Provided data
......

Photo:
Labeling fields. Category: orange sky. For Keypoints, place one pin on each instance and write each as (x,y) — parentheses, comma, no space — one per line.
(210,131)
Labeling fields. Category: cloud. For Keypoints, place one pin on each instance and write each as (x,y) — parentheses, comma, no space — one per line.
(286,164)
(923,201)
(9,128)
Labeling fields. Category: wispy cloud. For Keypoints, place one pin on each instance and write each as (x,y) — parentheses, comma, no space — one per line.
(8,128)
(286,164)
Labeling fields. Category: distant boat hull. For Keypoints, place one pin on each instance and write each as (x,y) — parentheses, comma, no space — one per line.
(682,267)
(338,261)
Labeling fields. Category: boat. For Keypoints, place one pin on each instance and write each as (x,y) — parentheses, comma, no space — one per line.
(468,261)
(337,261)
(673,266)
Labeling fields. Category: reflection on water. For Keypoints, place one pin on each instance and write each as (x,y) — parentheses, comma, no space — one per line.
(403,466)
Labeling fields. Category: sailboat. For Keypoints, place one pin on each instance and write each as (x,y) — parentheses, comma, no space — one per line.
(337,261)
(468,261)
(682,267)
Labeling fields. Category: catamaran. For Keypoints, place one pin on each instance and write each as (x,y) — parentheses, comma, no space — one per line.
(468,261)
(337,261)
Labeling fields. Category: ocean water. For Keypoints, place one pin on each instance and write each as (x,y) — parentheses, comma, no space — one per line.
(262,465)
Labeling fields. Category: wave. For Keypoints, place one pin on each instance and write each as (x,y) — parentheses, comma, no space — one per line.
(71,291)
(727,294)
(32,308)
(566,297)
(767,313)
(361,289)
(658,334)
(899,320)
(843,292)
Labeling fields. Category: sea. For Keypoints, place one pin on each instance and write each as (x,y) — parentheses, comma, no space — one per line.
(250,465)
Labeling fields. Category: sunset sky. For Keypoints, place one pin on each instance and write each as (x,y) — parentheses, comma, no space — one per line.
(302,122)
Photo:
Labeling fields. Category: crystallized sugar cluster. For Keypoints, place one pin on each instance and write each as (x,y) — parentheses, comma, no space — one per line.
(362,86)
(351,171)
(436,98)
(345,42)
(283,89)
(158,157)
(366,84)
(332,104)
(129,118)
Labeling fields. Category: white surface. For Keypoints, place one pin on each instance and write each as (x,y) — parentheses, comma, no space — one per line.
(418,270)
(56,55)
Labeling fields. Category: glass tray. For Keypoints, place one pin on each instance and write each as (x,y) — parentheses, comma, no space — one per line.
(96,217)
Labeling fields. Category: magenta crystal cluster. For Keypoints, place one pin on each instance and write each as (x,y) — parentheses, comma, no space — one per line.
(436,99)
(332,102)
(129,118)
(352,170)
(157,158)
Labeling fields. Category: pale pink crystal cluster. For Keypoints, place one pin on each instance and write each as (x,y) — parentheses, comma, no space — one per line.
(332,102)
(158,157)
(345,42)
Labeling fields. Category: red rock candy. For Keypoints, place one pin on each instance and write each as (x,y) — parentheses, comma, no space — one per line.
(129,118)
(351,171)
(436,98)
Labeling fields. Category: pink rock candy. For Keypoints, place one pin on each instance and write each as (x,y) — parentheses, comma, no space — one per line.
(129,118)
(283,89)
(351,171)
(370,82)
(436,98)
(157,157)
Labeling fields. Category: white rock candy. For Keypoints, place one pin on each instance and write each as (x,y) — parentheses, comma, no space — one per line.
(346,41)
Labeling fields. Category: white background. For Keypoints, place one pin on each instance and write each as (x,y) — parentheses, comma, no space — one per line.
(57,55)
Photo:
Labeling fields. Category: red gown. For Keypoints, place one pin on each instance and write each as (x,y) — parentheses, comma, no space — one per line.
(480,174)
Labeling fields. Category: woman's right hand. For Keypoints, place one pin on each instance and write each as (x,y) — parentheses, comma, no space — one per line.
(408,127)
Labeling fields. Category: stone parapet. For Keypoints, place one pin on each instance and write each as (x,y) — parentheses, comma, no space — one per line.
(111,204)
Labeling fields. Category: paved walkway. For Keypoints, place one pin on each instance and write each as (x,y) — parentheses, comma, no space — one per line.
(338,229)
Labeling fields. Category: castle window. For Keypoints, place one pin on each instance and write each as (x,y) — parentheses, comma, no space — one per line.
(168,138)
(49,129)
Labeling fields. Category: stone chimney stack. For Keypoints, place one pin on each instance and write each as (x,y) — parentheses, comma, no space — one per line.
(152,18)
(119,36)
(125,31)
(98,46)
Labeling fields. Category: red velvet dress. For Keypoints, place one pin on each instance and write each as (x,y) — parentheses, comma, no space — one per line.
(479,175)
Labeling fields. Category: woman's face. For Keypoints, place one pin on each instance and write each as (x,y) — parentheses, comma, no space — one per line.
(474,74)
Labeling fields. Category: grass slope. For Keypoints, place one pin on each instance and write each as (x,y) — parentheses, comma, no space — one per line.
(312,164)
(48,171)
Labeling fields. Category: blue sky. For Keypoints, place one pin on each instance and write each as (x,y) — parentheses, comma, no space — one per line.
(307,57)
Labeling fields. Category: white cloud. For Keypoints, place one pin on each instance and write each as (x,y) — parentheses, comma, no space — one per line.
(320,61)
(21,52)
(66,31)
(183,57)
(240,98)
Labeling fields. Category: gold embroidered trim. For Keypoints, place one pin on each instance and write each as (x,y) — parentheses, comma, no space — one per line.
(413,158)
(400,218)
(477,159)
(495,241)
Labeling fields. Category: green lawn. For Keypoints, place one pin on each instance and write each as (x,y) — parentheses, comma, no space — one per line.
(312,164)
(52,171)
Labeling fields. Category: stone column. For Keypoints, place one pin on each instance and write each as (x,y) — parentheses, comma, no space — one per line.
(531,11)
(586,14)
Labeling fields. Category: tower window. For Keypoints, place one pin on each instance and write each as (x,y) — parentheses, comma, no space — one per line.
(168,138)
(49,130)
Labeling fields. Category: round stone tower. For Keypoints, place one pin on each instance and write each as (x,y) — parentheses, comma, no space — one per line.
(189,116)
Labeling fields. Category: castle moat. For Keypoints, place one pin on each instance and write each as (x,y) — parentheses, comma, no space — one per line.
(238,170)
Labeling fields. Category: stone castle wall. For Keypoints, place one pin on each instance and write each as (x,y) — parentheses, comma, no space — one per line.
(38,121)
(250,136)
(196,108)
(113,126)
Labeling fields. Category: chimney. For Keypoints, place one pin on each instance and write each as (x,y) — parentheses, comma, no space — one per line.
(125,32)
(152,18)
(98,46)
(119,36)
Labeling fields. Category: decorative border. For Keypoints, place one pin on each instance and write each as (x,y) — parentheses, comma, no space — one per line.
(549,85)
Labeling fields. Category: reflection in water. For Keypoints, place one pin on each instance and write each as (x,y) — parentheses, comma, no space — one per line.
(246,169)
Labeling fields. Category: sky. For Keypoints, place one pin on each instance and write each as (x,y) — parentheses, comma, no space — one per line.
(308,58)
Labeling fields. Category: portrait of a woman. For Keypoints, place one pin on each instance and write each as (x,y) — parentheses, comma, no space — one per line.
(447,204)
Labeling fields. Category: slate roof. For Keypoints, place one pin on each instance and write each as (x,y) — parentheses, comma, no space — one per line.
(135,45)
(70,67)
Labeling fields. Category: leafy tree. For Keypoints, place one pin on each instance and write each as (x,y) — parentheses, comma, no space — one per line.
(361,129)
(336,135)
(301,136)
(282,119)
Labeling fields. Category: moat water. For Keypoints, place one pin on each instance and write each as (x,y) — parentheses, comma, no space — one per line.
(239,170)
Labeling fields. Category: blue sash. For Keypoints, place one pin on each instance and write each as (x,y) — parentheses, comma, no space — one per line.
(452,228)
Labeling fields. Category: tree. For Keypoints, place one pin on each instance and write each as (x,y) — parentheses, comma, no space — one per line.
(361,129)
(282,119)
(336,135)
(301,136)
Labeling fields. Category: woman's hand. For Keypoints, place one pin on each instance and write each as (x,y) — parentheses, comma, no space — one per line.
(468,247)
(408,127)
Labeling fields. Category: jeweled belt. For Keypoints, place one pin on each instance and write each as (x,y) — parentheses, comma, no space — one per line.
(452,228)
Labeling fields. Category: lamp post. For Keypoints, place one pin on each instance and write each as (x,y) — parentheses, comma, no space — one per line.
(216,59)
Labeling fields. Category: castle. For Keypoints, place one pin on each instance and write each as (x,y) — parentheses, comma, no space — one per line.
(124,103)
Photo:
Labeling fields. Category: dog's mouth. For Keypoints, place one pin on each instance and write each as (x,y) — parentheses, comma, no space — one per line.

......

Exercise directions
Copy exactly, and only, the lines from the line containing "Labeling fields. Category: castle." to the end of the listing, with both ends included.

Answer for the task
Labeling fields. Category: castle. For Keypoints, place one pin on each instance and write each as (x,y) — parentheses, comma, no space — one per line.
(124,103)
Photo:
Labeling fields. Category: dog's mouth. For Keypoints, place one pin on each instance and write each as (x,y) — parentheses, comma, no space — one per line.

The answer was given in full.